Data excerpts
^^^^^^^^^^^^^^^^

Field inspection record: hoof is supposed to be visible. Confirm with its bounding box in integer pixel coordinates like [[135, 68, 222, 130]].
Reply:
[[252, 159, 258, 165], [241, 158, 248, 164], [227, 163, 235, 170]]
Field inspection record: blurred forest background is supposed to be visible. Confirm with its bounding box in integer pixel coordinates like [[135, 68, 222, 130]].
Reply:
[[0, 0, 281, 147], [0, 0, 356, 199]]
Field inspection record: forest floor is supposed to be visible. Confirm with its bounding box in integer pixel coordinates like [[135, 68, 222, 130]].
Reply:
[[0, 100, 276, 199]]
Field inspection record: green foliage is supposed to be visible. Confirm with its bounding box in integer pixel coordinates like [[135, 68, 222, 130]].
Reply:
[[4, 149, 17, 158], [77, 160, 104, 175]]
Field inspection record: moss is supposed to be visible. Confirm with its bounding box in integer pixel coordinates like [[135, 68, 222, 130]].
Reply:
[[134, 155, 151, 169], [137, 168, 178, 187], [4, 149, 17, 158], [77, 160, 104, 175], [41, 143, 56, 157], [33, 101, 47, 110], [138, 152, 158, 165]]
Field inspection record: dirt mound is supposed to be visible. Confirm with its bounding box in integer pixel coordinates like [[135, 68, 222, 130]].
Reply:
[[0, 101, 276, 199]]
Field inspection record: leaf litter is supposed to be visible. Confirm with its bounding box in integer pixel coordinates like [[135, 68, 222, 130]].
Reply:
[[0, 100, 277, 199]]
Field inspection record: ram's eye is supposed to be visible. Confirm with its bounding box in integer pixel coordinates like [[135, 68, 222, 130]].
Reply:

^^^^^^^^^^^^^^^^

Task objective
Report each line of the records above that contains the word "forest", copying every such line in full.

Exercise result
Field inspection record: blurred forest background is supposed to be visible. Confirm with its bounding box in integer pixel coordinates like [[135, 68, 222, 130]].
Field inspection record: forest floor is supposed to be visible. Confirm with its bounding box in integer pixel coordinates like [[135, 68, 222, 130]].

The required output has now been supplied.